### SOURCE EXTRACT
10/31/2019 08:40:34 AM


Rabbi Ron Segal

This past Sunday, October 27, most of the Jewish world was undoubtedly aware that the day marked one year since the massacre of eleven members of Pittsburgh’s Tree of Life synagogue. Throughout this past year, communities have held memorials, worked to strengthen bridges of understanding with neighbors and co-religionists, pursued further security measures within their own synagogues, and learned more about the roots of anti-Semitism.  And while unquestionably continuing to honor their loved one’s memories, one year later families of victims are also rediscovering their strength and necessarily seeking ways to move past debilitating grief into the next chapter of life. 

And, on the very same Sunday morning of October 27, Dr. Andrew Rehfeld was inaugurated as the 10th President of Hebrew Union College-Jewish Institute of Religion (, the rabbinical school from which Rabbis Kranz, Levenberg, Trief, and I were all ordained. I was delighted to be in Cincinnati for this historic weekend, magnificently chaired by Sinai’s own Joy Greenberg and filled with Shabbat services, dinners, receptions, learning sessions, and other events commemorating this auspicious and sacred occasion in the life of HUC.

### EXTRACTED RECORDS
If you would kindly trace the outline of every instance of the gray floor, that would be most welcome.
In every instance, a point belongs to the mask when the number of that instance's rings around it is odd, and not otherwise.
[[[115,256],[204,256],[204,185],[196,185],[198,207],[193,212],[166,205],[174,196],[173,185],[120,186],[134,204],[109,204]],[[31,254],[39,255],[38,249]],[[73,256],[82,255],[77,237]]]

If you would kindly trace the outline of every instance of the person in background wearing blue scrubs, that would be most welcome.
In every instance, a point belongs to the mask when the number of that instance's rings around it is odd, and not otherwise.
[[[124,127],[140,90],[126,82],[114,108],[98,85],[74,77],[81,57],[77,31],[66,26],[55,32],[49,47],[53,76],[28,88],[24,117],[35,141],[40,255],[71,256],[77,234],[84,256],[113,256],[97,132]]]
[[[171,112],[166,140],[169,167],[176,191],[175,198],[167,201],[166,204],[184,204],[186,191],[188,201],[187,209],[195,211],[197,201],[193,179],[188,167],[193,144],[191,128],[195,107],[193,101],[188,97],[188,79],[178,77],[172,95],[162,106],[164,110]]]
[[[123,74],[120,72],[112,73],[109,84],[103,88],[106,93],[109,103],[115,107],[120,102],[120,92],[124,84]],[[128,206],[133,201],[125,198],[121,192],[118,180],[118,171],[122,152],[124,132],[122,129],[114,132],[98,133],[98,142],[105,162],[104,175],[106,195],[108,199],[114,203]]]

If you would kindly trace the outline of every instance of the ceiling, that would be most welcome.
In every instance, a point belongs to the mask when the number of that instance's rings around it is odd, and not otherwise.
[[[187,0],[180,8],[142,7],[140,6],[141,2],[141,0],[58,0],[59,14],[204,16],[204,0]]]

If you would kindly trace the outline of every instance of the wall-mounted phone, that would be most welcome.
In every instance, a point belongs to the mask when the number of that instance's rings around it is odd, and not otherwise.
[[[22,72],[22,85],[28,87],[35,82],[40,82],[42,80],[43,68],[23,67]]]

### WHAT TO WORK ON
Using the column by Rabbi Ron Segal, mark each statement yes or no and quote the words that settle it.
1. Eleven members of the Tree of Life synagogue were killed in the massacre.
2. Dr. Andrew Rehfeld was inaugurated on a Saturday.
3. The inauguration weekend was held in Cincinnati.
The records are unrelated to the column and stand apart from it.

### REPLY
1. Yes: "the massacre of eleven members of Pittsburgh’s Tree of Life synagogue"
2. No: "on the very same Sunday morning of October 27, Dr. Andrew Rehfeld was inaugurated"
3. Yes: "I was delighted to be in Cincinnati for this historic weekend"